= Text passage =
════════════════

Lobbying records show Lantsman met last year with representatives from open banking proponent Questrade Financial, right-wing video platform Rumble and innovation cluster Next Generation Manufacturing Canada. Perkins has heard from fintech firm Wealthsimple, generative AI startup Cohere, Fintechs Canada, crypto startup Shakepay and the Digital innovation cluster. Chambers’s list of contacts includes HR software developer Humi, accounting scale-up FreshBooks, bank-backed data firm Symcor and carbon-capture startup Deep Sky.
“We want innovation policy that actually works and the current Liberal government has not given us that.” – Armen Bakirtzian
Poilievre takes relatively few lobbying meetings—he’s called government relations professionals “utterly useless” and said businesses will have to convince everyday Canadians to back their policy proposals before a Conservative government will implement them. But he was in contact with Shopify executives in February and December last year, according to the federal lobbying registry. In a tweet last month, Poilievre praised Shopify CEO Tobi Lütke and COO Kaz Nejatian for having “the backbone to stand up and fight for all entrepreneurs,” suggesting corporate Canada “learn from them in every way.”
All those conversations have helped shape the Conservatives’ approach as they prepare for an upcoming election, says Perkins.

════════════════

[Records from a data source]
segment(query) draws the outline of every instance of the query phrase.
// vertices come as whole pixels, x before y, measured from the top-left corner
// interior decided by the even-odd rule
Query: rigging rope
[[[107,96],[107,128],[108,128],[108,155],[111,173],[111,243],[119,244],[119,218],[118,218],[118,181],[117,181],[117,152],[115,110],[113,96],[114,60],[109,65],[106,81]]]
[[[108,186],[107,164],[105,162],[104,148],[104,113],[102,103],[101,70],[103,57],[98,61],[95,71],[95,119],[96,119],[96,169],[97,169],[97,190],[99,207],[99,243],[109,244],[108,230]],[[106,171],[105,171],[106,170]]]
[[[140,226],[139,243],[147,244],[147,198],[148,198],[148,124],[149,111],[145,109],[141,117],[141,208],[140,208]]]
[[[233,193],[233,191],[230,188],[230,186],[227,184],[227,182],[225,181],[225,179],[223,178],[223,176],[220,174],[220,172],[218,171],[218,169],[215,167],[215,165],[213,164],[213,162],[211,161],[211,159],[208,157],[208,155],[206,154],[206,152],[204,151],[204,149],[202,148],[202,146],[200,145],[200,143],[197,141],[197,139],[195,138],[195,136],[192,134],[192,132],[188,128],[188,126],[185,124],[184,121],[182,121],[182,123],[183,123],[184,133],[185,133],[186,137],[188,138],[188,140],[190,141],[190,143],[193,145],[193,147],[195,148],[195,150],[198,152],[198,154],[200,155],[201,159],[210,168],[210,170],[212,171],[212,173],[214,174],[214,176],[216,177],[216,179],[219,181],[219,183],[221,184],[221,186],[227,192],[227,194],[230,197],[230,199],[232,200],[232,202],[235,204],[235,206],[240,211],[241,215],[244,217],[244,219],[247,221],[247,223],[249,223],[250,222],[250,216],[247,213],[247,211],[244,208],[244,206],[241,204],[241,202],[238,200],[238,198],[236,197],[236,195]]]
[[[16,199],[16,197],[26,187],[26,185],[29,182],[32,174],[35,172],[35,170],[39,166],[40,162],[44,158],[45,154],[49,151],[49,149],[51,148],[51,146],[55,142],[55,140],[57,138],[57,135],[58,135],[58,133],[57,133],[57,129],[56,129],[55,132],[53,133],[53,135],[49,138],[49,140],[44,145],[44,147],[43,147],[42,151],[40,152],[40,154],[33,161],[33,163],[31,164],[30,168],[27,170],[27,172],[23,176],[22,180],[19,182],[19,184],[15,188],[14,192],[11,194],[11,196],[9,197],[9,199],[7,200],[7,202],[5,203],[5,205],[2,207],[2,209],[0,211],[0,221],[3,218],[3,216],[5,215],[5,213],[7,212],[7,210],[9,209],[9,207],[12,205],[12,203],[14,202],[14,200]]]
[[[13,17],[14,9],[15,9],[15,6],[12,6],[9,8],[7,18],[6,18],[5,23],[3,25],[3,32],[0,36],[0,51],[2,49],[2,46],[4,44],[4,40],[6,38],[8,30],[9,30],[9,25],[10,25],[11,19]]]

════════════════

= What this task involves =
Reproduce the text on Conservative lobbying contacts between "Lobbying records show" and "startup Deep Sky.", inclusive, changing "accounting scale-up" to "accounting software company".

= Written answer =
Lobbying records show Lantsman met last year with representatives from open banking proponent Questrade Financial, right-wing video platform Rumble and innovation cluster Next Generation Manufacturing Canada. Perkins has heard from fintech firm Wealthsimple, generative AI startup Cohere, Fintechs Canada, crypto startup Shakepay and the Digital innovation cluster. Chambers’s list of contacts includes HR software developer Humi, accounting software company FreshBooks, bank-backed data firm Symcor and carbon-capture startup Deep Sky.